— Tasks to perform —
1. From the job posting, give again the stretch from "Peraton is a" through "with multiple stakeholders.".
2. Check each statement against the job posting and answer yes or no, quoting the words that decide it: (a) The role calls for at least 10 years of experience in site reliability engineering or related roles. (b) The posting names Jenkins as one of the automation tools. (c) The manager is expected to prepare executive-level presentations.
3. Go on with the job posting for the Site Reliability Engineer, Manager role from the point where it stops.

— Document passage —
-----

Peraton is a next-generation national security company that drives missions of consequence spanning the globe. They are seeking a Site Reliability Engineer, Manager responsible for ensuring the availability, reliability, and performance of complex systems in a multi-vendor environment, while leading reliability initiatives and collaborating with multiple stakeholders.
Responsibilities:
- Reliability Architecture and Automation: Design, implement, and oversee reliability frameworks, including SLOs, error budgets, and automated incident response systems. Develop and maintain CI/CD pipelines to ensure seamless deployment and procedural efficiency
- Observability and Monitoring: Lead the creation and enhancement of observability platforms using metrics, logging, and tracing tools. Utilize modern technologies like OpenTelemetry, AI/ML for anomaly detection, and streaming data platforms to proactively detect and resolve issues
- Multi-Vendor Collaboration: Coordinate with external vendors and internal teams to integrate and manage diverse systems and tools. Ensure consistent reliability standards and practices are maintained across different technology stacks and service providers
- Incident Management and Risk Mitigation: Drive incident response strategy by leading root cause analysis, post-mortem reviews, and continuous improvement efforts. Identify potential risks and implement mitigation strategies to prevent service disruptions
- Technical Leadership: Mentor site reliability and engineering teams, fostering a culture of reliability, automation, and continuous learning. Advocate for best practices in system design and reliability engineering
- Cross-Functional Partnership: Work closely with product development, DevOps, and security teams to integrate reliability into the software development lifecycle. Influence platform strategy and roadmap based on reliability insights
- Strategic Influence: Collaborate with senior stakeholders and vendors on long-term reliability goals. Prepare executive-level presentations that translate technical challenges into business impact
- Agile and DevOps Practices: Lead and refine agile workflows to enhance team productivity and reliability outcomes. Champion DevOps methodologies to align development and cloud services efforts
Requirements:
- Extensive experience (10+ years) in site reliability engineering or related roles, preferably in multi-vendor and complex environments
- Deep knowledge of cloud-native infrastructure, container orchestration (e.g., Kubernetes), and automation tools such as Terraform, Ansible, or Chef
- Proficiency in observability technologies, such as Prometheus, Grafana, OpenTelemetry, log aggregation systems, etc
- Strong programming and scripting skills for automation and tooling (Python, Go, or similar)

-----

— Raw records —

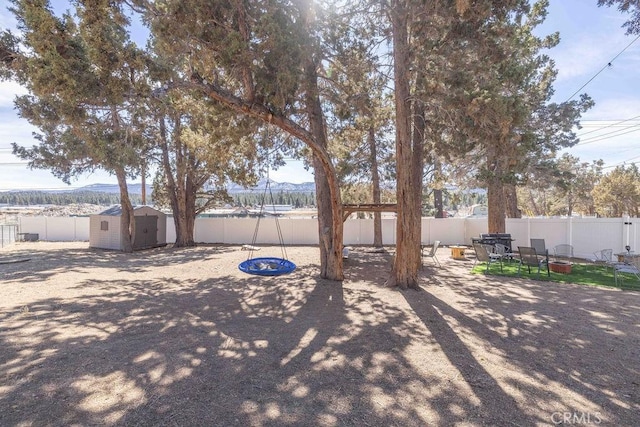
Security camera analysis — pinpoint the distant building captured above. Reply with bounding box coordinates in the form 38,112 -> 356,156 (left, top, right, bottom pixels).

-----

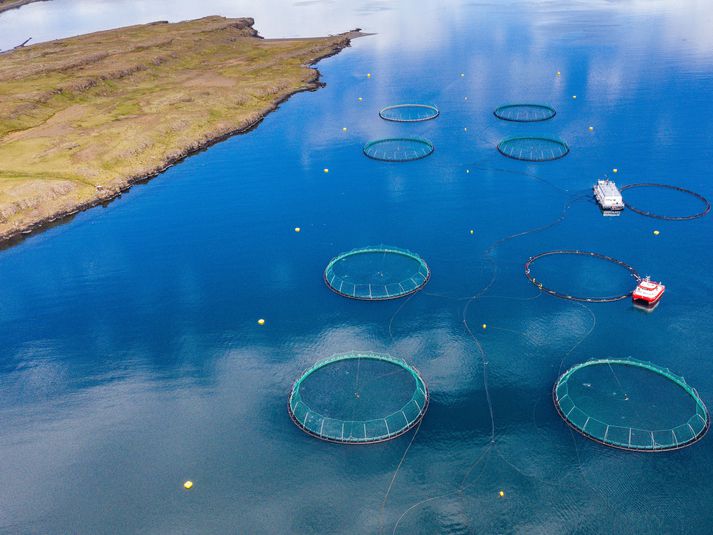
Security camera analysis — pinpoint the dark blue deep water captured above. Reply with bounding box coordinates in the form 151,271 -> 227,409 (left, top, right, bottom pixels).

-----

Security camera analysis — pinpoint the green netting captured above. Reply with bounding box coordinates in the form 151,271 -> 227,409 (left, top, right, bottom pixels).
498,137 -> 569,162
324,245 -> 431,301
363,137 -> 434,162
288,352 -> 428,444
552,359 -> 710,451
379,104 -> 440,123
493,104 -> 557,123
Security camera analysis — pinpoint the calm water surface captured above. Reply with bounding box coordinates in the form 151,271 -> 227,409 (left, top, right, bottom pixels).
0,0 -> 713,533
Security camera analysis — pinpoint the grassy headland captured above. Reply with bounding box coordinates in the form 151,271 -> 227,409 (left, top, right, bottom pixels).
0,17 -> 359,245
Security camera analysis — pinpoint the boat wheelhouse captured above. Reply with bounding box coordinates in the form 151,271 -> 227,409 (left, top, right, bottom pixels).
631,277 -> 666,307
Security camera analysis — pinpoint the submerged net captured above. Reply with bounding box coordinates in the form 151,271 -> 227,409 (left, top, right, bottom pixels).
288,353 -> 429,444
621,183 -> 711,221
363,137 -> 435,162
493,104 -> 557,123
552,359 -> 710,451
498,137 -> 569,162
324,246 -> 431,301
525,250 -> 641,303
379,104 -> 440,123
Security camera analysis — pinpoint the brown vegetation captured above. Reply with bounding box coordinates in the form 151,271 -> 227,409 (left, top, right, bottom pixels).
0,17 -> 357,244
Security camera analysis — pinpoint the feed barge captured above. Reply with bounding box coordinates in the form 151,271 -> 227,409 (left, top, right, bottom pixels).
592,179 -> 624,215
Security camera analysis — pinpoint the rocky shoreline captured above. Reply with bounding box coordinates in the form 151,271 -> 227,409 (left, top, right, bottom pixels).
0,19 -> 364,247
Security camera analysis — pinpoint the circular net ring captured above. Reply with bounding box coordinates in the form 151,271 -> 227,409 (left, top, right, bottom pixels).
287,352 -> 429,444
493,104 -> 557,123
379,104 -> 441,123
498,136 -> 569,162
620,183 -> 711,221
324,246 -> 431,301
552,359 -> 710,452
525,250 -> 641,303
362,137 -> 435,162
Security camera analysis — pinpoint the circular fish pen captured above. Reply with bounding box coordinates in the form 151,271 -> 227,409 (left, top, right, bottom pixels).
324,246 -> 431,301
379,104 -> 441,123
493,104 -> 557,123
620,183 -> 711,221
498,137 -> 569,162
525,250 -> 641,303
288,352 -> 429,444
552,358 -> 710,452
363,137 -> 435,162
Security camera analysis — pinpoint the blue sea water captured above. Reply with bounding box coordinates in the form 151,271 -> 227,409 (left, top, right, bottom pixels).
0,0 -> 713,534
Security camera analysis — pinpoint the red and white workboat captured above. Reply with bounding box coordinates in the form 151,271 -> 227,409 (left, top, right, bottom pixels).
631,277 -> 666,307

-----

— Answer set —
1.
Peraton is a next-generation national security company that drives missions of consequence spanning the globe. They are seeking a Site Reliability Engineer, Manager responsible for ensuring the availability, reliability, and performance of complex systems in a multi-vendor environment, while leading reliability initiatives and collaborating with multiple stakeholders.

2.
(a) Yes: "Extensive experience (10+ years) in site reliability engineering or related roles"
(b) No: "automation tools such as Terraform, Ansible, or Chef"
(c) Yes: "Prepare executive-level presentations that translate technical challenges into business impact"

3.
- Expertise in defining and implementing SLIs, SLOs, and error budgets
- Excellent communication skills for collaboration with diverse teams and external vendors
- Proven ability to lead large-scale reliability initiatives and mentor engineering teams
- Strategic thinker with a focus on aligning reliability engineering with business priorities and customer experience
- U.S. Citizenship required
- Ability to obtain agency clearance (public trust)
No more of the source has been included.